> _DOCUMENT SEGMENT_
────
COURT FILE NO.: CV-14-10686-00CL
DATE: 20140910
ONTARIO
SUPERIOR COURT OF JUSTICE
COMMERCIAL LIST
BETWEEN:
RMB AUSTRALIA HOLDINGS LIMITED
Applicant
– and –
SEAFIELD RESOURCES LTD.
Respondent
Maria Konyukhova and Yannick Katirai, for the applicant
Wael Rostom, for KPMG
HEARD: September 9, 2014
Newbould J.
[1] On September 9, 2014 I granted a receiving order for brief reasons to follow. These are my reasons.
[2] The applicant (“RMB”) is an Australian company with its head office is in Sydney, New South Wales. RMB is the lender to the respondent (“Seafield”) under a Facility Agreement and is a first ranking secured creditor of Seafield.
[3] Seafield is an Ontario corporation with its head office in Toronto and is a reporting issuer listed on the Toronto Stock Exchange. It is an exploration and pre-development-stage mining company focused on acquiring, exploring and developing properties for gold mining. Seafield directly or indirectly owns mining properties or interests in Colombia, Mexico and Ontario.
[4] Although Seafield was served with the material on this application, neither it nor its counsel appeared to contest the application.
[5] Seafield wholly owns Minera Seafield S.A.S., a corporation existing under the laws of Colombia with its head office in Medellín, Colombia. Minera owns a number of mining titles and surface rights in Colombia, through which it controls three main mineral exploration and mining development properties. One of the properties is a 124 hectare parcel of land subject to a mineral exploitation contract granted by the Colombian Ministry of Mines (the Miraflores Property).
────
> _LISTED RECORDS_
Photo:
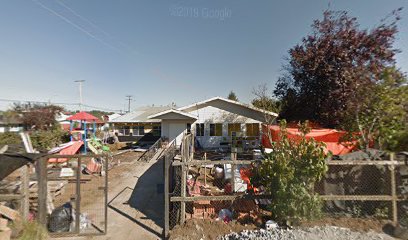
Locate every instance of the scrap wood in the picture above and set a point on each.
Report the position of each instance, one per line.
(10, 213)
(3, 224)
────
> _TASKS_
[1] Could you write out the court decision from "[1] On September" to "contest the application.", swapping in "Loan Agreement" wherever "Facility Agreement" appears?
[2] Can you turn every line of the entries after the court decision into a numbered list, dropping any blank lines and leaving the pictures out?

> _FINAL ANSWERS_
[1]
[1] On September 9, 2014 I granted a receiving order for brief reasons to follow. These are my reasons.
[2] The applicant (“RMB”) is an Australian company with its head office is in Sydney, New South Wales. RMB is the lender to the respondent (“Seafield”) under a Loan Agreement and is a first ranking secured creditor of Seafield.
[3] Seafield is an Ontario corporation with its head office in Toronto and is a reporting issuer listed on the Toronto Stock Exchange. It is an exploration and pre-development-stage mining company focused on acquiring, exploring and developing properties for gold mining. Seafield directly or indirectly owns mining properties or interests in Colombia, Mexico and Ontario.
[4] Although Seafield was served with the material on this application, neither it nor its counsel appeared to contest the application.

[2]
1. Photo:
2. Locate every instance of the scrap wood in the picture above and set a point on each.
3. Report the position of each instance, one per line.
4. (10, 213)
5. (3, 224)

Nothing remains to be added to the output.